Task description: What is needed is an exact copy of the records, with the images left out.

Region pointing data:
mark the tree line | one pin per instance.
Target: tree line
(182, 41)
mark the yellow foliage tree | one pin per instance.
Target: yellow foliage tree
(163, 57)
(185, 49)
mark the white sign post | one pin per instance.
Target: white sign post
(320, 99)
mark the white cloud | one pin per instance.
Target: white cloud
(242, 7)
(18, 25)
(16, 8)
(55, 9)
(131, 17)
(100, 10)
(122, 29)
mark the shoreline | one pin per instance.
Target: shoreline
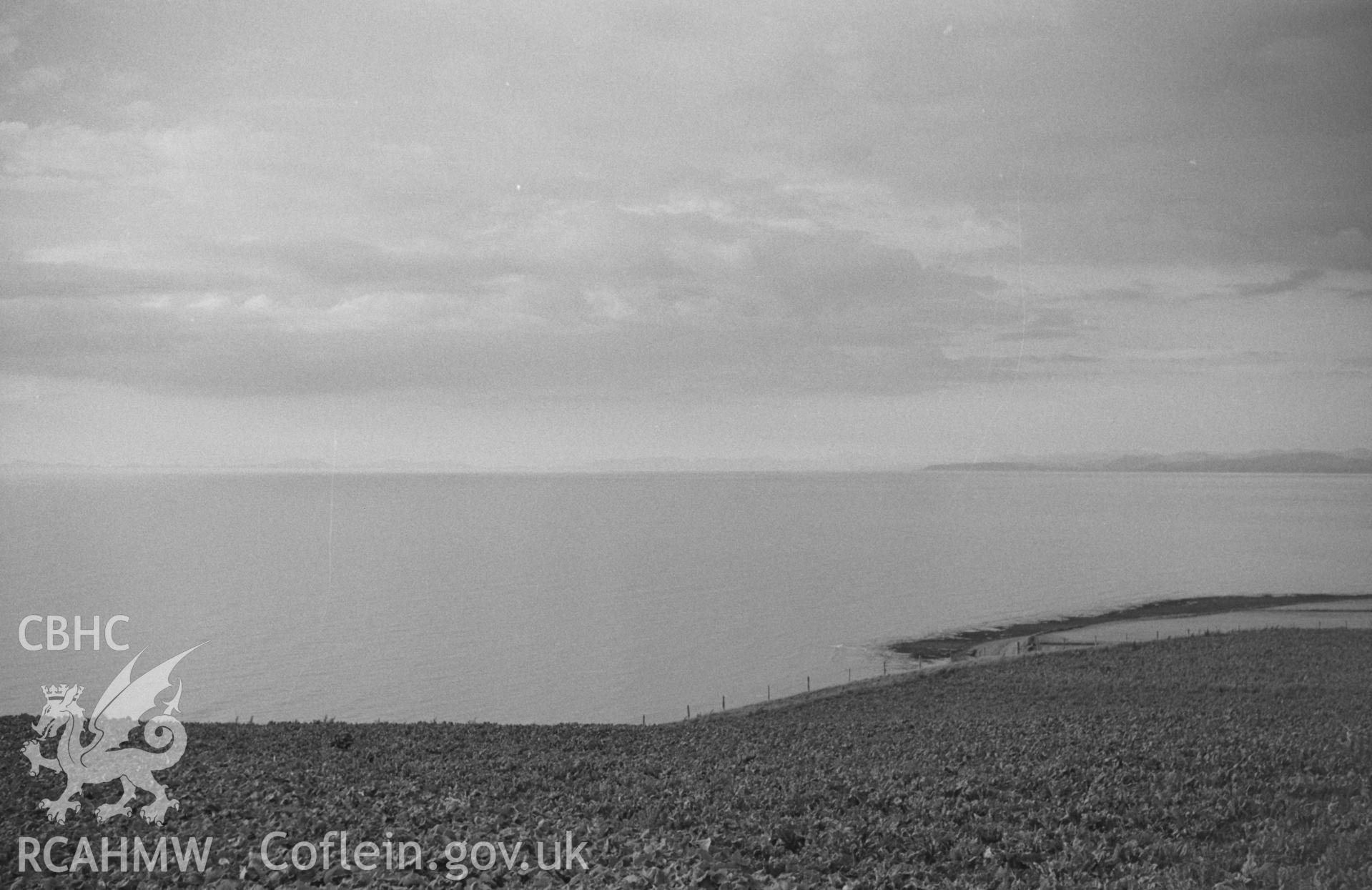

Solution:
mark the tree line | one pin per instance.
Target: tree line
(182, 41)
mark the yellow foliage tree | one pin per instance.
Target: yellow foliage tree
(163, 57)
(185, 49)
mark the white sign post | one pin per instance.
Target: white sign post
(320, 99)
mark the white cloud | one pin per instance.
Target: white cloud
(242, 7)
(18, 25)
(16, 8)
(55, 9)
(131, 17)
(100, 10)
(122, 29)
mark the shoreline | one pin per instance.
Target: shoreline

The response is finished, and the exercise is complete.